_Try it_
Every entry needs to be reproduced exactly.
╭─ Data extracts
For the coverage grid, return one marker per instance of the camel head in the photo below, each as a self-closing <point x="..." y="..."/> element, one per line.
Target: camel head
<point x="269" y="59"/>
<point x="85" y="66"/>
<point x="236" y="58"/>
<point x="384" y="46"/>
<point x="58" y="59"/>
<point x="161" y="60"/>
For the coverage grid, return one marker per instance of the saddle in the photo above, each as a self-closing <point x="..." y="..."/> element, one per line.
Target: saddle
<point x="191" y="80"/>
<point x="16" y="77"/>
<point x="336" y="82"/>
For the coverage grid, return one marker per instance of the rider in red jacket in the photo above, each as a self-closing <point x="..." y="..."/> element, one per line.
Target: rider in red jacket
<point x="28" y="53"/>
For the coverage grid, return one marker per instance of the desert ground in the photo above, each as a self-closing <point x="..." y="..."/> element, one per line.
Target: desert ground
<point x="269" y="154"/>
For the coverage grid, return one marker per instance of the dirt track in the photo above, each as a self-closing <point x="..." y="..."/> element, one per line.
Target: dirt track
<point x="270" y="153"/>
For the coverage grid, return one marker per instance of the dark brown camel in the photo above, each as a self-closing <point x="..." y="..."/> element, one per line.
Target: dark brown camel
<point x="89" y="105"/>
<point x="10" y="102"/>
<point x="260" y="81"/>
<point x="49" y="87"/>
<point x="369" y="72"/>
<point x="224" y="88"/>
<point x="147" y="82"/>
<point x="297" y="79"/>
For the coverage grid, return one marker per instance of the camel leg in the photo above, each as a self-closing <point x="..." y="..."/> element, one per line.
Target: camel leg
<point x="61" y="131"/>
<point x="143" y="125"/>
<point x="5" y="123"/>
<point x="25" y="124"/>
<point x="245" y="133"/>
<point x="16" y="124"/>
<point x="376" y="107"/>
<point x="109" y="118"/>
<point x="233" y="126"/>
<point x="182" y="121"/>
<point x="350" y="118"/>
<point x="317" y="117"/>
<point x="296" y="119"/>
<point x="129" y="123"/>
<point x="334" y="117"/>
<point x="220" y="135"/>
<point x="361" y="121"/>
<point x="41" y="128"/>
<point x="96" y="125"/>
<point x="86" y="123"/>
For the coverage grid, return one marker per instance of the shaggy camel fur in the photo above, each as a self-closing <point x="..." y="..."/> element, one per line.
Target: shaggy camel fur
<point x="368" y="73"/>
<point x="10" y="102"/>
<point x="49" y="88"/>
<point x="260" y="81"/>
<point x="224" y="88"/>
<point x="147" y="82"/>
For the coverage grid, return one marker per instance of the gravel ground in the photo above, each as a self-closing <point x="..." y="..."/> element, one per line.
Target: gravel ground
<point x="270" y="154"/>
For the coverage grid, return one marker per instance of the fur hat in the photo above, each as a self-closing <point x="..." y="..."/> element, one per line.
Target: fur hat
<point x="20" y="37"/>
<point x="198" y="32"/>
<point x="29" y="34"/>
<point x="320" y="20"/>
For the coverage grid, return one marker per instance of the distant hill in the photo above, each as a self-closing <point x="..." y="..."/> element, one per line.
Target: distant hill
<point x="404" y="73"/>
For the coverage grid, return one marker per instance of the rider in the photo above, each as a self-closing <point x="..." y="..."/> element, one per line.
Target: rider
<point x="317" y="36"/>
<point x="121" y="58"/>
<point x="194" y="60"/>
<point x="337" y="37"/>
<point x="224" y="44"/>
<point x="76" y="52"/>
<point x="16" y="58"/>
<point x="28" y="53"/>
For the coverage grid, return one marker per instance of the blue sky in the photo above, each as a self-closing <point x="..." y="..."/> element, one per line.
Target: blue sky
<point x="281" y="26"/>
╰─
_Task response_
For the coverage grid, return one marker per instance of the camel head in the photo below, each as a self-closing <point x="..." y="..."/> element, one per line.
Target: camel head
<point x="269" y="59"/>
<point x="85" y="66"/>
<point x="236" y="58"/>
<point x="384" y="46"/>
<point x="58" y="59"/>
<point x="161" y="60"/>
For the coverage grid, return one marker per instance of the saddle in the photo above, each as a self-closing <point x="..." y="..."/> element, one per line.
Target: saddle
<point x="191" y="80"/>
<point x="16" y="77"/>
<point x="336" y="82"/>
For the coverage grid, return one marker per instance of the rider in red jacket in the photo above, each as a self-closing <point x="..." y="..."/> element, one per line.
Target: rider in red jacket
<point x="28" y="53"/>
For the coverage grid, return one marker per instance of the desert ground in the photo above, each as a self-closing <point x="..." y="..."/> element, one per line.
Target: desert ground
<point x="269" y="154"/>
For the coverage grid, return one marker per instance of the dirt track in the photo above, each as a self-closing <point x="..." y="..."/> element, one per line.
Target: dirt track
<point x="270" y="153"/>
For the coverage grid, return one marker per instance of the dark brown camel in the photo above, each as a self-closing <point x="..." y="..."/> element, one per line.
Target: dark brown camel
<point x="89" y="105"/>
<point x="10" y="102"/>
<point x="260" y="81"/>
<point x="49" y="87"/>
<point x="369" y="72"/>
<point x="224" y="88"/>
<point x="147" y="82"/>
<point x="297" y="79"/>
For the coverage grid, return one marker per instance of the camel leg in the photo above, each as a self-closing <point x="..." y="..."/> element, one per line.
Target: camel leg
<point x="61" y="131"/>
<point x="143" y="125"/>
<point x="5" y="123"/>
<point x="25" y="124"/>
<point x="245" y="133"/>
<point x="16" y="124"/>
<point x="376" y="107"/>
<point x="109" y="118"/>
<point x="233" y="126"/>
<point x="182" y="121"/>
<point x="350" y="118"/>
<point x="317" y="117"/>
<point x="296" y="119"/>
<point x="129" y="123"/>
<point x="334" y="117"/>
<point x="220" y="135"/>
<point x="361" y="121"/>
<point x="41" y="128"/>
<point x="96" y="125"/>
<point x="86" y="123"/>
For the coverage grid, return one marker per instance of the shaggy camel fur in the photo above, each as a self-closing <point x="..." y="..."/> element, one per line.
Target: shaggy camel fur
<point x="368" y="73"/>
<point x="10" y="102"/>
<point x="49" y="88"/>
<point x="260" y="81"/>
<point x="224" y="88"/>
<point x="147" y="82"/>
For the coverage grid, return one marker per instance of the gravel ground in the photo above, each as a self-closing <point x="..." y="..."/> element, one per line.
Target: gravel ground
<point x="270" y="154"/>
For the coverage grid, return one marker per instance of the fur hat in the photo above, each as a self-closing <point x="..." y="..."/> element, one per line.
Target: fur hat
<point x="20" y="37"/>
<point x="198" y="32"/>
<point x="29" y="34"/>
<point x="320" y="20"/>
For the coverage grid, return one marker per instance of the distant hill in the photo above, each as a self-closing <point x="..." y="..."/> element, one per line.
Target: distant hill
<point x="404" y="73"/>
For the coverage grid, return one marker per instance of the rider in the photo above, each as a self-closing <point x="..." y="..."/> element, one per line.
Target: rider
<point x="317" y="36"/>
<point x="121" y="58"/>
<point x="194" y="60"/>
<point x="337" y="37"/>
<point x="224" y="44"/>
<point x="76" y="52"/>
<point x="16" y="58"/>
<point x="28" y="53"/>
For the coverage grid, return one marker per instance of the blue sky in the photo above, each as a self-closing <point x="..." y="..."/> element, one per line.
Target: blue sky
<point x="281" y="26"/>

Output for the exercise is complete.